*Document segment*
────────────────────────────────────────

In step 612, once the vendor and billing platform is identified, the invoice is analyzed to capture billing components specific to that vendor and billing platform. In particular, OIR engine 112 looks up the vendor and billing platform specific template 240 and rules 250 in knowledge base 230 that are associated with the identified vendor and billing platform. OIR engine 112 then applies template 240 in order to locate and capture all the billing components. Each billing component is assigned a unique tag number. OIR engine 112 then stores the captured billing components in a hierarchical data structure such as an XML file.

In step 614, OIR engine 112 analyzes the hierarchical data structure representing the invoice for completeness and accuracy. In particular, OIR engine 112 applies a collection of rules 250 for a specific vendor and billing platform stored in knowledge base 230 to the identified billing components. The rules 250 define what billing components are required in the invoice and the relationships between the billing components. For example, a rule might specify that the sum of the Federal, State, and local taxes billing components should equal the Total taxes billing component. In another example, a rule might specify that there must always be a Total Charges billing component present in the invoice.

In step 616, if there no inaccurate or missing billing components then operation continues to step 624. Otherwise, the inaccurate or missing billing components are flagged based on each billing components unique tag number and operation continues at step 318.

In step 618, the user is presented with the flagged billing components. The billing components were flagged either because the vendor and billing platform specific template and rules in knowledge base 230 need to be retrained or because of an OCR problem. If the vendor and billing platform template and rules need to be retrained then operation continues to step 620. Otherwise, if the OCR recognition process was problematic then operation continues to step 622.

In step 620, knowledge base 230 has incomplete or inaccurate templates or rules. The user, therefore, adds new or corrected information to the knowledge base. For example, new or corrected rules and templates may be added to template 240 and rules 250 for the corresponding vendor and billing platform in knowledge base 230. Operation then continues to step 612 where the new or corrected information is applied to the invoice in order correctly identify and analyze the billing components.

In step 622, OCR engine 108 produced an incorrect translation of the invoice into machine encoded text. Therefore, the user either corrects the machine encoded text directly or rescans/OCRs the invoice. Because the billing components are flagged, a user can often simply enter the corrected invoice information directly. Operation then continues to step 610 where the corrected machine encoded text is rerun through method 300.

In step 624, OIR engine 112 produces a validation result of success and presents the validated invoice to the user or other modules for further processing.

Example General Purpose Computer System

Embodiments presented herein, or portions thereof, can be implemented in hardware, firmware, software, and/or combinations thereof.

────────────────────────────────────────

*List of tasks*
A: Report every line of the records that contains the string "panel", matching case exactly.
B: Write the next part of the invoice validation text, picking up right after its final sentence.

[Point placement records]
────────────────────────────────────────

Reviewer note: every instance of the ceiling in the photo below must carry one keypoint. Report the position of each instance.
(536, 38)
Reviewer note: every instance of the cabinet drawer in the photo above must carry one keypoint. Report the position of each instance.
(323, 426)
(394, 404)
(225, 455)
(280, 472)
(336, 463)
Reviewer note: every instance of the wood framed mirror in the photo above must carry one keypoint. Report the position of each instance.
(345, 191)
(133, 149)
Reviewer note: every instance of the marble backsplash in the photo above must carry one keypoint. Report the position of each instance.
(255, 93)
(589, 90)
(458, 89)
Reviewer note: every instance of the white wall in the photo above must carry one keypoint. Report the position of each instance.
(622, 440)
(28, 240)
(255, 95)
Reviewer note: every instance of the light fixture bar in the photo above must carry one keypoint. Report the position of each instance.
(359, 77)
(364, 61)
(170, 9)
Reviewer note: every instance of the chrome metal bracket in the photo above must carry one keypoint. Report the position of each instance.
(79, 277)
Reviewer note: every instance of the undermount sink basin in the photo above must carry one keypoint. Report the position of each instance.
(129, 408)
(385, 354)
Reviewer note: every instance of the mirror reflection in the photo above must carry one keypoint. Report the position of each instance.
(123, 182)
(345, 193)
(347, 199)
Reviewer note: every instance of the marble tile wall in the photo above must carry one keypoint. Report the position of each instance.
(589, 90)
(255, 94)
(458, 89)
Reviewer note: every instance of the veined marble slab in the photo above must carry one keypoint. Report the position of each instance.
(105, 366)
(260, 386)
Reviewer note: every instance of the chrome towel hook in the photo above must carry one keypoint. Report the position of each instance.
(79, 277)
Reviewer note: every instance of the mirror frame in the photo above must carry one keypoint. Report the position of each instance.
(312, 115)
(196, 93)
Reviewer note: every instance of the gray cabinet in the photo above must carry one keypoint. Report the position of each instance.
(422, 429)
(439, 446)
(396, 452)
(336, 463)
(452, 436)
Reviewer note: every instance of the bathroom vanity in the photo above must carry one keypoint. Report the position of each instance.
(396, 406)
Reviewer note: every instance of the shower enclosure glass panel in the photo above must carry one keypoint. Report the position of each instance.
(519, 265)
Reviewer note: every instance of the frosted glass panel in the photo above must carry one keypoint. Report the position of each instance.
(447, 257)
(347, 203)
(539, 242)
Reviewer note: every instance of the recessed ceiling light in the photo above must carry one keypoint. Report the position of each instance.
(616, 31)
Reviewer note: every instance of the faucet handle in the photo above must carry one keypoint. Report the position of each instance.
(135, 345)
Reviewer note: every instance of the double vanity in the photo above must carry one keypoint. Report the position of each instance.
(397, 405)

────────────────────────────────────────

*Per-task answers*
A:
Reviewer note: every instance of the shower enclosure glass panel in the photo above must carry one keypoint. Report the position of each instance.
Reviewer note: every instance of the frosted glass panel in the photo above must carry one keypoint. Report the position of each instance.

B:
The embodiments presented herein apply to any communication system between two or more devices or within subcomponents of one device. The representative functions described herein can be implemented in hardware, software, or some combination thereof. For instance, the representative functions can be implemented using computer processors, computer logic, application specific circuits (ASIC), digital signal processors, etc., as will be understood by those skilled in the arts based on the discussion given herein. Accordingly, any processor that performs the functions described herein is within the scope and spirit of the embodiments presented herein.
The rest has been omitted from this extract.